### STATED PROBLEM
Could you write out the lines below again with every "quality-control pipeline" replaced by "labeling pipeline" and nothing else altered? Leave the pictures out.
·····
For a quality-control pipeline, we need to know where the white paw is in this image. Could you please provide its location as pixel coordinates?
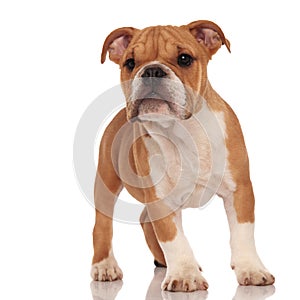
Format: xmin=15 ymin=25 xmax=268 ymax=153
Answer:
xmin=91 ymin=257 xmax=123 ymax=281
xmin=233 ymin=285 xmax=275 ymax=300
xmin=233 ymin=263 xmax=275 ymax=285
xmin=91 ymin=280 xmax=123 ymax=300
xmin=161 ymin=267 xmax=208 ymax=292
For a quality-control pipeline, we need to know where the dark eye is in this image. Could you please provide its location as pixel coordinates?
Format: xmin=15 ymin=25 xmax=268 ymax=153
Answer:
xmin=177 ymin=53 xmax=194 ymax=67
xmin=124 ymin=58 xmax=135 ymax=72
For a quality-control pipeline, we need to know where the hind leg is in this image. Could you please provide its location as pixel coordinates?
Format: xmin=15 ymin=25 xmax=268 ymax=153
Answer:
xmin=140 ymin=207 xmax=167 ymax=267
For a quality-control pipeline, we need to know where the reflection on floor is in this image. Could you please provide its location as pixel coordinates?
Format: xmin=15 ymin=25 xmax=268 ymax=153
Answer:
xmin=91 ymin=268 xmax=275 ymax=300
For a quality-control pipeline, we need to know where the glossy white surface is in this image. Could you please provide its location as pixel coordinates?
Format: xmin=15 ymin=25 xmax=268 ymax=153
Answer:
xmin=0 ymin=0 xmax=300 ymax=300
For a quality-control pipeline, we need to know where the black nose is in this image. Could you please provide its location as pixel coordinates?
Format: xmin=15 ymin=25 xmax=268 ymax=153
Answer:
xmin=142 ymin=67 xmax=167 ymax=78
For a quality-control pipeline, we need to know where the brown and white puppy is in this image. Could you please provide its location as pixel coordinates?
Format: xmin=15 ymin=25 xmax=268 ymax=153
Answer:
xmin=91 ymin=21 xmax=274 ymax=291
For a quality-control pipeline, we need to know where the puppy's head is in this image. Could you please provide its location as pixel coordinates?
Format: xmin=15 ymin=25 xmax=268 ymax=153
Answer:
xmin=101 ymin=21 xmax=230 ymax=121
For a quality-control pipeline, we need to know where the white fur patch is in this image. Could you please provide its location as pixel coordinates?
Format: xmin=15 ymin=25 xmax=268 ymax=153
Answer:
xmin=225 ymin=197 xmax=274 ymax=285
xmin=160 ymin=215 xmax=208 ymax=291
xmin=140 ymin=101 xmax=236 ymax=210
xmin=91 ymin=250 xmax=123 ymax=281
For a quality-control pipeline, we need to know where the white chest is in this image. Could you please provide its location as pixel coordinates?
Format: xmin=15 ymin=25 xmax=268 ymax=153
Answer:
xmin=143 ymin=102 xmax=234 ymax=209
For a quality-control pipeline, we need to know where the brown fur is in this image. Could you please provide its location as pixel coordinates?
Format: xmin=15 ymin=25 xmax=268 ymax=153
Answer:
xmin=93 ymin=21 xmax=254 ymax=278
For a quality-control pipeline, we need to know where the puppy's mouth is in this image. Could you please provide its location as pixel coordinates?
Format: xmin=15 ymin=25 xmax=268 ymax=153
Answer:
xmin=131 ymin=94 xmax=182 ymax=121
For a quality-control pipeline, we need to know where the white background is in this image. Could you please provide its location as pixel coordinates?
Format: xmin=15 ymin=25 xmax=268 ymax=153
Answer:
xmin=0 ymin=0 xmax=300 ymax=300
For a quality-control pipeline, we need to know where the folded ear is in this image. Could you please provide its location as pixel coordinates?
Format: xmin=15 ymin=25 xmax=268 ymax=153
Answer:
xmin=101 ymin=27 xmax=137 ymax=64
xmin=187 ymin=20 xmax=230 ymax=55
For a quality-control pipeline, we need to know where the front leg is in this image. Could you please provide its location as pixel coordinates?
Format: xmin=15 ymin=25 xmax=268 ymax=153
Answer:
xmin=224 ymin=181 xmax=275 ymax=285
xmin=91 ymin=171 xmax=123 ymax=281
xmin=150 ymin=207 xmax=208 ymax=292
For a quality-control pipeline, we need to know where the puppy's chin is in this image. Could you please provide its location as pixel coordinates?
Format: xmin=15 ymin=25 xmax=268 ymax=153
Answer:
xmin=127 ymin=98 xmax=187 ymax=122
·····
### EXPECTED ANSWER
For a labeling pipeline, we need to know where the white paw is in this image. Could you please provide its location as pixel coordinates?
Format: xmin=15 ymin=25 xmax=268 ymax=153
Answer:
xmin=91 ymin=257 xmax=123 ymax=281
xmin=233 ymin=285 xmax=275 ymax=300
xmin=233 ymin=263 xmax=275 ymax=285
xmin=91 ymin=280 xmax=123 ymax=300
xmin=161 ymin=267 xmax=208 ymax=292
For a labeling pipeline, we need to know where the dark eye is in this image. Could you please provide its location as pixel coordinates?
Format: xmin=15 ymin=25 xmax=268 ymax=153
Answer:
xmin=177 ymin=53 xmax=194 ymax=67
xmin=124 ymin=58 xmax=135 ymax=72
For a labeling pipeline, we need to know where the hind leg is in this image. Could you please provide its location as pixel coordinates?
Format: xmin=15 ymin=25 xmax=268 ymax=153
Answer:
xmin=140 ymin=207 xmax=167 ymax=267
For a labeling pipeline, we need to know where the reflection on floor is in this image. Could you please provide its location as pixel coordinates?
Format: xmin=15 ymin=25 xmax=268 ymax=153
Answer:
xmin=91 ymin=268 xmax=275 ymax=300
For a labeling pipeline, we need to know where the glossy white surface is in this image. Could you please provide its location as pixel coordinates?
Format: xmin=15 ymin=25 xmax=268 ymax=153
Answer:
xmin=0 ymin=0 xmax=300 ymax=300
For a labeling pipeline, we need to know where the black nose is in this image. Could you please provide its location as pixel coordinates?
Format: xmin=15 ymin=25 xmax=268 ymax=153
Answer:
xmin=142 ymin=67 xmax=167 ymax=78
For a labeling pipeline, we need to know where the brown and white puppy is in this image. Could you please provide its location as pixel coordinates?
Format: xmin=15 ymin=25 xmax=268 ymax=153
Answer:
xmin=91 ymin=21 xmax=274 ymax=291
For a labeling pipeline, we need to know where the puppy's head is in this image. Could you please provide its location as pixel coordinates?
Format: xmin=15 ymin=25 xmax=268 ymax=153
Answer:
xmin=101 ymin=21 xmax=230 ymax=121
For a labeling pipeline, we need to know where the white fur patch is in this image. Could you please provide its location as pixel coordinates?
Format: xmin=15 ymin=25 xmax=268 ymax=153
Answer:
xmin=225 ymin=197 xmax=274 ymax=285
xmin=160 ymin=215 xmax=208 ymax=291
xmin=140 ymin=101 xmax=236 ymax=210
xmin=91 ymin=250 xmax=123 ymax=281
For a labeling pipeline, we need to know where the white chest is in this image. Could you please provide its location as pixel coordinates?
Format: xmin=15 ymin=25 xmax=268 ymax=153
Answer:
xmin=143 ymin=102 xmax=234 ymax=209
For a labeling pipeline, we need to know where the brown fur is in this image. Could you please provide its location as pixel coordinates?
Format: xmin=15 ymin=25 xmax=268 ymax=153
Answer:
xmin=93 ymin=21 xmax=254 ymax=278
For a labeling pipeline, we need to know where the puppy's mouth is in this image. Could you please provide its location as pixel coordinates?
Format: xmin=15 ymin=25 xmax=268 ymax=153
Answer:
xmin=131 ymin=94 xmax=182 ymax=121
For a labeling pipeline, we need to know where the white background is in this image. Could you please provide its location as pixel coordinates?
Format: xmin=15 ymin=25 xmax=268 ymax=153
Answer:
xmin=0 ymin=0 xmax=300 ymax=300
For a labeling pipeline, we need to know where the folded ear is in this image. Could you please provide its location as pixel coordinates?
Format: xmin=15 ymin=25 xmax=268 ymax=153
Answer:
xmin=101 ymin=27 xmax=137 ymax=64
xmin=187 ymin=20 xmax=230 ymax=55
For a labeling pipeline, we need to know where the front leg is in this image. Could you please provide its location as pixel coordinates?
Format: xmin=15 ymin=25 xmax=268 ymax=153
Answer:
xmin=224 ymin=181 xmax=275 ymax=285
xmin=91 ymin=171 xmax=123 ymax=281
xmin=150 ymin=207 xmax=208 ymax=292
For a labeling pipeline, we need to know where the puppy's chin is in this image. Could you please provide its location as pixel coordinates?
Format: xmin=15 ymin=25 xmax=268 ymax=153
Answer:
xmin=127 ymin=98 xmax=187 ymax=122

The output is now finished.